• _Task objective_: Nothing but the pictures may be left out. Restate the rest of the entries word for word.

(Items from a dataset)
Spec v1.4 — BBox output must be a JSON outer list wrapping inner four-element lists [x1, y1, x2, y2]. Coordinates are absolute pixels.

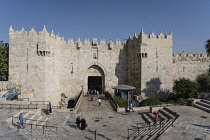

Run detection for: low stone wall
[[117, 106, 164, 113], [73, 92, 84, 113], [117, 106, 149, 113]]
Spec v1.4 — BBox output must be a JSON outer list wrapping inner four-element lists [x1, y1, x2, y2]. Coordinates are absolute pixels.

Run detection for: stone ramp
[[77, 95, 115, 112]]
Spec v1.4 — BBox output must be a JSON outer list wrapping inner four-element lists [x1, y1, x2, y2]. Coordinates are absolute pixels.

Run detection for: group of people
[[87, 89, 100, 96], [76, 116, 87, 130]]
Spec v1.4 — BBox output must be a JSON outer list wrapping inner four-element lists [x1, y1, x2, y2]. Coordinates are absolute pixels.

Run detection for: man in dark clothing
[[76, 116, 81, 128], [80, 118, 87, 130]]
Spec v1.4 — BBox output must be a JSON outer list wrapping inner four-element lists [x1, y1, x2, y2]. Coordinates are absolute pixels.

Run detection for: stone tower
[[126, 29, 173, 99]]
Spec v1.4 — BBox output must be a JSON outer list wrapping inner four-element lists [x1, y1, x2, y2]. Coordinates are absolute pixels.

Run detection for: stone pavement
[[159, 106, 210, 140], [47, 96, 146, 140], [1, 99, 210, 139]]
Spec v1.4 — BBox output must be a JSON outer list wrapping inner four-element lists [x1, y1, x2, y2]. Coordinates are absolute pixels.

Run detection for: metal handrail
[[0, 104, 38, 109], [12, 116, 49, 124], [127, 118, 174, 139], [30, 101, 50, 105]]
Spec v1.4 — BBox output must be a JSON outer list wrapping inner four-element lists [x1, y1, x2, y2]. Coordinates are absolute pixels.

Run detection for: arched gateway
[[84, 65, 105, 94]]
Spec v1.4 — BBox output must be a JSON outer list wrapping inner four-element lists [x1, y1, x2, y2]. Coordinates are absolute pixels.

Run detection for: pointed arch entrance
[[85, 65, 105, 94]]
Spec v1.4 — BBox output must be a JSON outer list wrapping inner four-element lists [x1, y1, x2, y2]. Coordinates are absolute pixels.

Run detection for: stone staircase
[[5, 110, 65, 139], [127, 107, 179, 140], [193, 99, 210, 113]]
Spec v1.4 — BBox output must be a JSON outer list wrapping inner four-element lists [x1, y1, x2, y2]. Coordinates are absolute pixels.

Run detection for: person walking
[[76, 116, 81, 128], [19, 113, 25, 129], [98, 98, 101, 107], [154, 112, 159, 124], [80, 118, 87, 130], [48, 102, 52, 113], [129, 102, 134, 112]]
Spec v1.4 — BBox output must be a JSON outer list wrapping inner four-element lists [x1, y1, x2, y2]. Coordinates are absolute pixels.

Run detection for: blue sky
[[0, 0, 210, 54]]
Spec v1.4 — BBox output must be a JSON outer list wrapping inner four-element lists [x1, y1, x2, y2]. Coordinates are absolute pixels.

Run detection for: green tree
[[196, 69, 210, 92], [205, 39, 210, 54], [173, 78, 198, 99], [0, 41, 9, 80]]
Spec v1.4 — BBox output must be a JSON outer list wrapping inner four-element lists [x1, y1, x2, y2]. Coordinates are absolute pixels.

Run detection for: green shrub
[[114, 96, 128, 107], [177, 98, 184, 102], [140, 98, 162, 106]]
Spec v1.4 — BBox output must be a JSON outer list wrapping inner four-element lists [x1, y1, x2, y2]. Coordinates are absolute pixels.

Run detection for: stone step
[[25, 114, 35, 123], [28, 115, 42, 125], [158, 109, 173, 120], [163, 107, 179, 118], [36, 116, 48, 126], [193, 103, 210, 113], [153, 112, 165, 122], [147, 113, 156, 122], [135, 118, 172, 140], [196, 101, 210, 108], [13, 111, 29, 124], [201, 99, 210, 105], [142, 113, 153, 124]]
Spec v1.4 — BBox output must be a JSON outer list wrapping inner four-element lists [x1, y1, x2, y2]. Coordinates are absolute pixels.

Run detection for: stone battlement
[[9, 25, 123, 46], [173, 52, 210, 62], [128, 28, 172, 40]]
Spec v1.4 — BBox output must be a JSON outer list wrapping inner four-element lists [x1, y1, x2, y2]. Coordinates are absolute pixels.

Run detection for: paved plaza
[[0, 97, 210, 139]]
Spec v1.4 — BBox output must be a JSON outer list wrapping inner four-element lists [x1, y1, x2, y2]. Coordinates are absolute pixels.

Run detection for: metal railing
[[30, 101, 50, 105], [11, 116, 49, 128], [12, 115, 98, 140], [0, 104, 38, 109], [127, 118, 174, 140], [17, 98, 30, 101]]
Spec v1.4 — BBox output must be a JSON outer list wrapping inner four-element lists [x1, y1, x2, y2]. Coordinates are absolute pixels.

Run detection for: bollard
[[12, 116, 13, 125], [95, 130, 96, 140], [149, 124, 151, 135], [31, 124, 32, 138]]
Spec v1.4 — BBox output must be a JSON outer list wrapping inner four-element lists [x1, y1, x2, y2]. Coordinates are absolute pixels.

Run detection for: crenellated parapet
[[9, 26, 124, 49], [173, 51, 210, 62], [9, 25, 66, 44], [128, 28, 172, 41]]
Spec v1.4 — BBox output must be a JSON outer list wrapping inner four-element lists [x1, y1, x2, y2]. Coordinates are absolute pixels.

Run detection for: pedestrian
[[125, 107, 130, 115], [129, 102, 134, 112], [154, 112, 159, 124], [48, 102, 52, 113], [80, 117, 87, 130], [19, 113, 25, 129], [97, 91, 99, 97], [91, 94, 93, 101], [98, 98, 101, 107], [76, 116, 81, 128]]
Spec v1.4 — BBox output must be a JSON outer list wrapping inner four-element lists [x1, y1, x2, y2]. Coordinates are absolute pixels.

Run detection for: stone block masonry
[[8, 25, 210, 105]]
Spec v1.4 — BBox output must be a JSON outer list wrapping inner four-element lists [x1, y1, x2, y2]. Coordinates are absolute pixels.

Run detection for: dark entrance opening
[[88, 76, 102, 93], [68, 99, 75, 108]]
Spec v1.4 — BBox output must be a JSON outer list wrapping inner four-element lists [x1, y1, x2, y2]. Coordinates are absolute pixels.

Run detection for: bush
[[140, 98, 162, 106], [173, 78, 198, 99], [114, 96, 128, 107]]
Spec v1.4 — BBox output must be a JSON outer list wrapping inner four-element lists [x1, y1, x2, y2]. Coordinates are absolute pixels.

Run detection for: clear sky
[[0, 0, 210, 54]]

• _Exercise answer_:
Spec v1.4 — BBox output must be a JSON outer list wrapping inner four-element lists [x1, y1, x2, y2]. Coordinates are absolute pixels.


Run detection for: low stone wall
[[117, 106, 164, 113], [73, 92, 84, 113], [117, 106, 149, 113]]
Spec v1.4 — BBox output must be a JSON outer list wrapping inner four-element lists [x1, y1, x2, y2]. Coordinates are absolute pixels.

Run detection for: stone ramp
[[77, 95, 115, 112]]
Spec v1.4 — BBox output must be a JSON outer list wrapping inner four-element lists [x1, y1, x2, y2]. Coordinates are absolute pixels.

Run detection for: group of people
[[87, 89, 100, 96], [76, 116, 87, 130]]
Spec v1.4 — BBox output must be a JSON outer list wrapping inner four-element lists [x1, y1, x2, y2]. Coordinates are absolute pixels.

Run detection for: man in dark clothing
[[76, 116, 81, 128], [80, 118, 87, 130]]
Spec v1.4 — BBox output must be a JSON outer list wrapping inner four-element lists [x1, y1, x2, y2]. Coordinates are absolute pixels.

Run detection for: stone tower
[[126, 29, 173, 99]]
Spec v1.4 — BBox output must be a JSON outer list wrapping inner four-element lists [x1, y1, x2, y2]. Coordinates are absolute pixels.

Run detection for: stone pavement
[[159, 106, 210, 140], [47, 96, 146, 140], [1, 99, 210, 139]]
Spec v1.4 — BBox output must be a JSON outer list wrapping inner four-element lists [x1, y1, x2, y2]. Coordinates are absolute pixels.

Run detection for: metal handrail
[[0, 104, 38, 109], [12, 116, 49, 124], [127, 118, 174, 139], [30, 101, 50, 105]]
Spec v1.4 — BBox output must be a JSON outer list wrapping inner four-element lists [x1, y1, x2, y2]. Coordinates are absolute pixels.

Run detection for: arched gateway
[[84, 65, 105, 94]]
Spec v1.4 — BBox output must be a JSON outer list wrapping inner four-element lists [x1, y1, x2, y2]. Coordinates are absolute pixels.

Run detection for: pointed arch entrance
[[85, 65, 105, 94]]
Spec v1.4 — BBox output must be a JSON outer list wrapping inner four-element lists [x1, y1, x2, y2]. Coordinates are absolute pixels.

Run detection for: stone staircase
[[5, 110, 65, 139], [127, 107, 179, 140], [193, 99, 210, 113]]
Spec v1.4 — BBox output must be a JSON outer list wrapping inner four-element lists [x1, y1, x2, y2]. Coordinates are absolute pixels.

Run detection for: person walking
[[76, 116, 81, 128], [19, 113, 25, 129], [98, 98, 101, 107], [154, 112, 159, 124], [80, 118, 87, 130], [48, 102, 52, 113], [129, 102, 134, 112]]
Spec v1.4 — BBox output must be a JSON outer list wrapping inner four-element lists [x1, y1, x2, y2]. Coordinates are absolute pixels.

Run detection for: blue sky
[[0, 0, 210, 54]]
Spec v1.4 — BBox output must be a JSON outer list wrapping inner four-element lists [x1, y1, x2, y2]. Coordinates are absolute pixels.

Run detection for: green tree
[[196, 69, 210, 92], [205, 39, 210, 54], [173, 78, 198, 99], [0, 41, 9, 80]]
Spec v1.4 — BBox output must be a JSON outer list wrapping inner four-element lists [x1, y1, x2, y2]. Coordinates are absolute pixels.

Run detection for: green shrub
[[114, 96, 128, 107], [177, 98, 184, 102], [140, 98, 162, 106]]
Spec v1.4 — BBox output must be a JSON outer list wrapping inner four-element lists [x1, y1, x2, y2]. Coordinates are absolute pixels.

Run detection for: stone step
[[25, 114, 35, 123], [28, 115, 42, 125], [158, 109, 173, 120], [163, 107, 179, 118], [36, 116, 48, 126], [193, 103, 210, 113], [153, 112, 165, 122], [147, 113, 156, 122], [135, 118, 172, 140], [196, 101, 210, 108], [13, 111, 29, 124], [201, 99, 210, 105], [142, 113, 153, 124]]
Spec v1.4 — BBox output must be a JSON outer list wrapping inner four-element lists [x1, y1, x2, y2]. Coordinates are absolute pixels.

Run detection for: stone battlement
[[9, 25, 123, 46], [173, 52, 210, 62], [128, 28, 172, 40]]
Spec v1.4 — BBox output must be a JSON outer list wrapping inner four-element lists [x1, y1, x2, y2]. Coordinates are absolute pixels.

Run detection for: paved plaza
[[0, 97, 210, 139]]
Spec v1.4 — BBox output must be a JSON outer list wrapping inner four-element lists [x1, y1, x2, y2]. Coordinates are absolute pixels.

Run detection for: metal railing
[[30, 101, 50, 105], [11, 116, 49, 128], [12, 115, 98, 140], [0, 104, 38, 109], [127, 118, 174, 140], [17, 98, 30, 101]]
Spec v1.4 — BBox output must be a JSON outer list wrapping inner four-element lists [x1, y1, x2, y2]. Coordinates are absolute pixels.

Run detection for: bollard
[[12, 116, 13, 125], [95, 130, 96, 140], [149, 124, 151, 135], [31, 124, 32, 138]]
Spec v1.4 — BBox output must be a JSON outer list wrapping inner four-element lists [x1, y1, x2, y2]. Coordinates are absolute pixels.

Run detection for: crenellated parapet
[[9, 26, 124, 49], [173, 51, 210, 62], [9, 25, 66, 44], [128, 28, 172, 41]]
Spec v1.4 — BBox output must be a JSON outer list wrapping inner four-element lists [x1, y1, x2, y2]. Coordinates are absolute pixels.

Run detection for: pedestrian
[[125, 107, 130, 115], [129, 102, 134, 112], [154, 112, 159, 124], [48, 102, 52, 113], [80, 117, 87, 130], [19, 113, 25, 129], [97, 91, 99, 97], [91, 94, 93, 101], [98, 98, 101, 107], [76, 116, 81, 128]]
Spec v1.4 — BBox output must be a JSON outer list wrapping inner four-element lists [x1, y1, x2, y2]. Coordinates are absolute pixels.

Run detection for: stone block masonry
[[8, 25, 210, 105]]
Spec v1.4 — BBox output must be a JSON outer list wrapping inner four-element lists [x1, y1, x2, y2]. Coordinates are absolute pixels.

Run detection for: dark entrance opening
[[88, 76, 102, 93], [68, 99, 75, 108]]
Spec v1.4 — BBox output must be a JSON outer list wrapping inner four-element lists [x1, y1, x2, y2]. Coordinates are absolute pixels.

Run detection for: bush
[[140, 98, 162, 106], [173, 78, 198, 99], [114, 96, 128, 107]]
Spec v1.4 — BBox output must be a JSON outer list wrapping inner four-element lists [x1, y1, x2, y2]. Coordinates are absolute pixels.

Run detection for: clear sky
[[0, 0, 210, 54]]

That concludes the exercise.